> [Directions] Reproduce every item below word for word, leaving out the pictures.
Segment Start: Data for the task
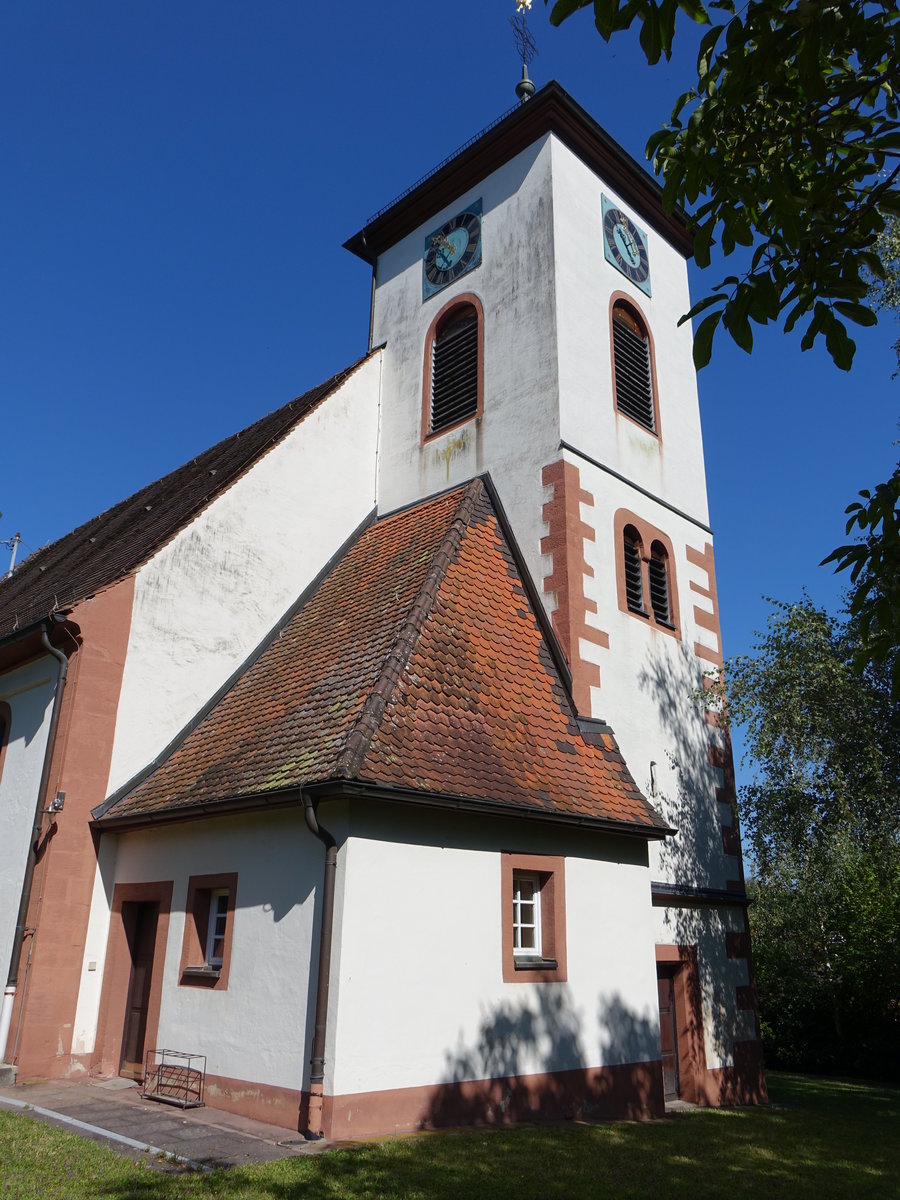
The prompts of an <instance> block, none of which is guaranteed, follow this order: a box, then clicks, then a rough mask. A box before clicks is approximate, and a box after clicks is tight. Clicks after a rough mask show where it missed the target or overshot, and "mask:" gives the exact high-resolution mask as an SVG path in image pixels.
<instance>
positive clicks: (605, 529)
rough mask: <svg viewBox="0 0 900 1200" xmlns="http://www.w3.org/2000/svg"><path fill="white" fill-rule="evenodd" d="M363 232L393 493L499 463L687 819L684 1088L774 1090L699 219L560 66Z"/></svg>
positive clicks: (588, 696) (689, 1089)
mask: <svg viewBox="0 0 900 1200" xmlns="http://www.w3.org/2000/svg"><path fill="white" fill-rule="evenodd" d="M347 248H348V250H350V251H353V252H354V253H356V254H359V256H360V257H361V258H364V259H365V260H366V262H368V263H370V264H371V265H372V269H373V295H372V320H371V343H372V346H378V344H382V343H384V346H385V352H384V374H383V383H382V418H380V420H382V426H380V443H379V458H378V503H379V509H380V510H382V511H385V512H386V511H390V510H392V509H396V508H400V506H401V505H404V504H408V503H412V502H414V500H418V499H420V498H422V497H426V496H430V494H433V493H436V492H439V491H440V490H443V488H446V487H449V486H451V485H455V484H458V482H461V481H463V480H466V479H469V478H472V476H473V475H476V474H480V473H482V472H490V474H491V476H492V479H493V481H494V484H496V487H497V491H498V493H499V497H500V499H502V502H503V504H504V506H505V510H506V514H508V517H509V520H510V523H511V526H512V529H514V530H515V534H516V538H517V540H518V544H520V548H521V551H522V553H523V557H524V559H526V562H527V563H528V565H529V569H530V571H532V575H533V577H534V581H535V584H536V587H538V590H539V592H540V593H541V594H542V598H544V601H545V605H546V607H547V611H548V612H550V614H551V618H552V622H553V628H554V631H556V634H557V637H558V640H559V642H560V644H562V648H563V650H564V654H565V656H566V660H568V664H569V667H570V671H571V694H572V698H574V702H575V706H576V708H577V710H578V714H580V716H581V719H582V720H583V721H586V722H588V725H587V726H586V728H587V727H588V726H593V725H594V722H601V725H608V726H611V727H612V728H613V730H614V733H616V737H617V740H618V745H619V748H620V749H622V752H623V755H624V757H625V760H626V762H628V766H629V768H630V770H631V773H632V775H634V776H635V779H636V780H637V782H638V785H640V786H641V787H642V790H643V792H644V794H646V796H647V797H648V799H650V800H652V803H653V804H654V805H655V806H656V808H658V809H659V811H660V812H661V815H662V816H664V817H665V818H666V821H667V822H668V823H670V824H671V826H672V827H674V828H677V829H678V834H677V835H676V836H674V838H671V839H667V841H666V842H665V844H662V845H661V846H660V847H659V848H655V847H654V848H652V850H650V874H652V878H653V908H654V922H655V941H656V952H655V953H656V955H658V962H659V974H660V988H662V986H664V984H665V986H666V988H667V989H668V991H667V995H670V996H674V997H676V998H674V1001H673V1003H674V1006H676V1009H677V1008H678V1004H679V1003H680V1006H682V1008H684V1006H685V1004H686V1003H688V1001H686V1000H685V997H686V996H688V995H689V994H692V995H694V996H700V994H701V991H702V990H703V989H702V986H701V979H704V980H706V982H707V984H708V985H709V986H707V992H708V995H707V997H706V998H704V1000H703V1001H702V1003H701V1002H700V1001H697V1003H698V1004H700V1008H701V1009H702V1014H700V1015H698V1013H691V1014H688V1013H686V1012H682V1013H680V1014H679V1016H678V1019H679V1020H684V1021H685V1022H688V1024H691V1022H694V1024H695V1025H698V1026H702V1044H703V1046H704V1048H706V1049H704V1050H703V1051H702V1052H701V1051H700V1050H697V1052H696V1054H695V1056H694V1061H695V1062H701V1061H703V1062H706V1063H707V1067H708V1068H709V1069H708V1070H707V1067H697V1068H696V1069H695V1068H691V1070H692V1072H694V1074H695V1075H696V1078H695V1079H694V1080H692V1081H688V1082H686V1084H685V1085H684V1091H683V1094H686V1096H689V1094H694V1096H697V1097H700V1096H706V1097H707V1099H714V1092H715V1088H716V1087H724V1086H725V1084H722V1082H721V1081H722V1080H725V1079H726V1078H727V1079H728V1080H731V1081H732V1084H733V1085H734V1088H736V1091H734V1093H733V1094H736V1096H739V1094H746V1096H748V1097H749V1096H752V1094H756V1096H758V1094H760V1087H761V1084H760V1080H761V1075H760V1063H761V1060H760V1044H758V1022H757V1018H756V1010H755V995H754V989H752V982H751V977H750V971H751V967H750V950H749V934H748V931H746V930H748V926H746V918H745V889H744V877H743V865H742V858H740V839H739V833H738V826H737V816H736V793H734V774H733V766H732V755H731V746H730V743H728V737H727V731H726V730H725V728H724V727H721V725H720V721H719V715H718V714H716V713H715V712H714V710H712V709H708V710H704V708H703V706H702V704H697V702H696V696H697V695H702V692H703V683H704V676H706V674H708V672H709V671H712V670H715V668H716V667H719V666H721V664H722V647H721V636H720V625H719V608H718V595H716V587H715V570H714V559H713V535H712V529H710V526H709V515H708V508H707V494H706V473H704V463H703V443H702V434H701V425H700V406H698V397H697V386H696V377H695V371H694V365H692V358H691V328H690V324H689V323H688V324H684V325H679V324H678V320H679V318H680V316H682V314H683V313H685V312H686V311H688V310H689V308H690V296H689V289H688V258H689V257H690V253H691V234H690V230H689V228H688V224H686V222H685V220H684V218H683V216H682V215H680V214H678V212H674V214H671V212H666V210H665V209H664V206H662V202H661V190H660V187H659V186H658V184H656V182H655V180H653V179H652V178H650V176H649V175H648V174H647V172H646V170H644V169H643V168H642V167H641V166H638V164H637V163H636V162H634V160H631V158H630V157H629V155H628V154H625V151H624V150H623V149H622V148H620V146H619V145H618V144H617V143H616V142H613V140H612V138H610V136H608V134H607V133H606V132H605V131H604V130H602V128H601V127H600V126H599V125H598V124H596V121H594V120H593V118H592V116H589V115H588V113H586V112H584V109H582V108H581V107H580V106H578V104H577V103H576V102H575V101H574V100H572V98H571V97H570V96H569V95H568V94H566V92H565V91H564V89H563V88H560V86H559V84H557V83H550V84H547V85H546V86H545V88H542V89H541V90H540V91H538V92H536V94H535V95H534V96H532V98H527V100H526V102H523V103H521V104H520V106H518V107H517V108H516V109H514V110H512V112H511V113H509V114H506V116H504V118H503V119H500V120H499V121H498V122H496V124H494V125H493V126H491V127H490V128H488V130H486V131H485V132H484V133H482V134H481V136H480V137H478V138H475V139H474V140H473V142H470V143H469V144H467V145H466V146H464V148H463V149H462V150H461V151H458V152H457V154H456V155H455V156H452V157H451V158H449V160H448V161H446V162H444V163H443V164H442V166H440V167H438V168H437V169H436V170H434V172H432V173H431V174H430V175H427V176H426V178H425V179H424V180H421V181H420V182H419V184H418V185H415V186H414V187H413V188H410V190H409V191H408V192H406V193H404V194H403V196H402V197H401V198H400V199H397V200H396V202H395V203H394V204H391V205H389V206H388V208H386V209H384V210H383V211H382V212H379V214H377V215H376V216H374V217H373V218H372V220H371V221H370V222H368V223H367V224H366V226H365V228H364V229H361V230H360V233H358V234H356V235H355V236H354V238H352V239H350V240H349V241H348V242H347ZM713 994H714V995H713ZM679 996H680V1000H678V997H679ZM701 1016H702V1019H701ZM722 1073H726V1074H722ZM716 1081H718V1082H716ZM728 1086H731V1084H730V1085H728ZM742 1088H744V1091H743V1092H742ZM721 1094H722V1096H724V1094H725V1093H721ZM728 1094H732V1093H728Z"/></svg>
Segment End: Data for the task
> [Your solution]
The prompts of an <instance> block, none of which is guaranteed, follow this order: a box, then clicks, then a rough mask. A box before clicks is approximate, and a box after clicks is tight. Clicks after a rough mask show where it missed the target or overshot, and "mask:" gives the exact high-resolution mask as an SVG path in image pixels.
<instance>
positive clicks: (605, 529)
rough mask: <svg viewBox="0 0 900 1200" xmlns="http://www.w3.org/2000/svg"><path fill="white" fill-rule="evenodd" d="M363 232L393 493L499 463L687 819L684 1088L774 1090L699 219L560 66Z"/></svg>
positive clicks: (588, 696) (689, 1089)
mask: <svg viewBox="0 0 900 1200" xmlns="http://www.w3.org/2000/svg"><path fill="white" fill-rule="evenodd" d="M347 248H348V250H350V251H353V252H354V253H356V254H359V256H360V257H361V258H364V259H365V260H366V262H368V263H370V264H371V265H372V269H373V295H372V320H371V343H372V346H378V344H382V343H384V346H385V352H384V374H383V383H382V418H380V420H382V426H380V443H379V458H378V503H379V509H380V510H382V511H385V512H386V511H390V510H392V509H396V508H400V506H401V505H404V504H408V503H412V502H414V500H418V499H420V498H422V497H426V496H430V494H433V493H436V492H439V491H440V490H443V488H446V487H449V486H451V485H455V484H458V482H461V481H463V480H466V479H469V478H472V476H473V475H476V474H480V473H482V472H490V474H491V476H492V479H493V481H494V484H496V487H497V491H498V493H499V497H500V499H502V502H503V504H504V506H505V510H506V514H508V517H509V520H510V523H511V526H512V529H514V530H515V534H516V538H517V540H518V544H520V548H521V551H522V553H523V557H524V559H526V562H527V563H528V565H529V569H530V571H532V575H533V577H534V581H535V584H536V587H538V590H539V592H540V593H541V594H542V598H544V601H545V605H546V607H547V611H548V612H550V614H551V618H552V622H553V628H554V631H556V634H557V637H558V640H559V642H560V644H562V648H563V650H564V654H565V656H566V660H568V664H569V667H570V671H571V694H572V698H574V702H575V706H576V708H577V710H578V714H580V716H581V719H582V720H583V721H586V722H588V725H587V726H586V728H587V727H588V726H593V725H594V722H601V725H608V726H611V727H612V728H613V730H614V733H616V737H617V740H618V745H619V748H620V749H622V752H623V755H624V757H625V760H626V762H628V766H629V768H630V770H631V773H632V775H634V776H635V779H636V780H637V782H638V785H640V786H641V787H642V790H643V792H644V794H646V796H647V797H648V799H650V800H652V803H653V804H654V805H655V806H656V808H658V809H659V811H660V812H661V815H662V816H664V817H665V818H666V821H667V822H668V823H670V824H671V826H672V827H674V828H677V829H678V834H677V835H676V836H674V838H671V839H667V841H666V842H665V844H662V845H661V846H660V847H659V848H655V847H654V848H652V850H650V874H652V878H653V908H654V922H655V941H656V952H655V953H656V955H658V962H659V974H660V988H662V986H664V984H665V986H666V988H667V989H668V991H667V995H670V996H674V997H676V998H674V1001H673V1003H674V1006H676V1009H677V1008H678V1004H679V1003H680V1006H682V1008H684V1006H685V1004H686V1003H688V1001H686V1000H685V997H686V996H688V995H689V994H692V995H694V996H700V994H701V991H702V990H703V989H702V986H701V979H704V980H706V982H707V984H708V985H709V986H707V992H708V995H707V997H706V998H704V1000H703V1001H702V1003H701V1002H700V1001H697V1003H698V1004H700V1008H701V1009H702V1014H700V1015H698V1013H691V1014H688V1013H686V1012H682V1013H680V1014H679V1016H678V1019H679V1020H684V1021H685V1022H688V1024H691V1022H694V1024H695V1025H698V1026H702V1044H703V1046H704V1048H706V1049H704V1050H703V1051H702V1052H701V1051H700V1050H697V1052H696V1054H695V1056H694V1061H695V1062H701V1061H703V1062H706V1063H707V1067H708V1068H709V1069H708V1070H707V1067H697V1068H696V1069H695V1068H691V1070H692V1072H694V1074H695V1075H696V1078H695V1079H694V1080H692V1081H688V1082H686V1084H685V1085H684V1091H683V1094H686V1096H689V1094H694V1096H697V1097H700V1096H706V1097H707V1099H714V1092H715V1088H716V1087H724V1086H725V1084H722V1082H721V1081H722V1080H725V1079H726V1078H727V1079H728V1080H731V1081H732V1084H733V1085H734V1088H736V1091H734V1093H733V1094H736V1096H739V1094H746V1096H748V1097H749V1096H752V1094H756V1096H758V1094H760V1087H761V1084H760V1080H761V1075H760V1063H761V1060H760V1044H758V1022H757V1018H756V1010H755V995H754V989H752V982H751V977H750V971H751V967H750V950H749V934H748V931H746V930H748V926H746V918H745V889H744V877H743V865H742V858H740V839H739V833H738V826H737V816H736V793H734V774H733V766H732V755H731V746H730V743H728V737H727V731H726V730H725V728H724V727H721V725H720V721H719V715H718V714H716V713H715V712H714V710H712V709H708V710H704V708H703V706H702V704H697V702H696V696H697V695H702V692H703V683H704V676H706V674H708V672H709V671H712V670H715V668H716V667H719V666H721V664H722V647H721V636H720V625H719V608H718V595H716V587H715V570H714V559H713V535H712V529H710V526H709V515H708V508H707V494H706V473H704V463H703V443H702V434H701V425H700V406H698V397H697V386H696V377H695V371H694V365H692V358H691V328H690V324H689V323H688V324H684V325H679V324H678V320H679V318H680V316H682V314H683V313H685V312H686V311H688V310H689V308H690V296H689V289H688V258H689V257H690V253H691V234H690V230H689V228H688V224H686V222H685V220H684V218H683V216H682V215H680V214H678V212H674V214H671V212H666V210H665V209H664V206H662V202H661V190H660V187H659V186H658V184H656V182H655V180H653V179H652V178H650V176H649V175H648V174H647V172H646V170H644V169H643V168H642V167H641V166H638V164H637V163H636V162H634V160H631V158H630V157H629V155H628V154H625V151H624V150H623V149H622V148H620V146H619V145H618V144H617V143H616V142H613V140H612V138H610V136H608V134H607V133H606V132H605V131H604V130H602V128H601V127H600V126H599V125H598V124H596V121H594V120H593V118H592V116H589V115H588V113H586V112H584V109H582V108H581V107H580V106H578V104H577V103H576V102H575V101H574V100H572V98H571V97H570V96H569V95H568V94H566V92H565V91H564V89H563V88H560V86H559V84H557V83H550V84H547V85H546V86H545V88H542V89H541V90H540V91H538V92H536V94H535V95H534V96H532V98H527V100H526V102H523V103H521V104H520V106H518V107H517V108H516V109H514V110H512V112H511V113H509V114H506V116H504V118H503V119H500V120H499V121H498V122H496V124H494V125H493V126H491V127H490V128H488V130H486V131H485V132H484V133H482V134H481V136H480V137H478V138H475V139H474V140H473V142H470V143H469V144H467V145H466V146H464V148H463V149H462V150H461V151H458V152H457V154H456V155H455V156H452V157H451V158H449V160H448V161H446V162H444V163H443V164H442V166H440V167H438V168H437V169H436V170H434V172H432V173H431V174H430V175H427V176H426V178H425V179H424V180H421V181H420V182H419V184H418V185H415V186H414V187H413V188H410V190H409V191H408V192H406V193H404V194H403V196H402V197H401V198H400V199H397V200H396V202H395V203H394V204H391V205H389V206H388V208H386V209H384V210H383V211H382V212H379V214H377V215H376V216H374V217H373V218H372V220H371V221H370V222H368V223H367V224H366V226H365V228H364V229H361V230H360V233H358V234H356V235H355V236H354V238H352V239H350V240H349V241H348V242H347ZM713 994H714V995H713ZM679 996H680V1000H678V997H679ZM701 1016H702V1019H701ZM722 1073H726V1074H722ZM716 1081H718V1082H716ZM728 1086H731V1084H730V1085H728ZM742 1088H744V1091H743V1092H742ZM721 1094H722V1096H724V1094H725V1093H721ZM728 1094H732V1093H728Z"/></svg>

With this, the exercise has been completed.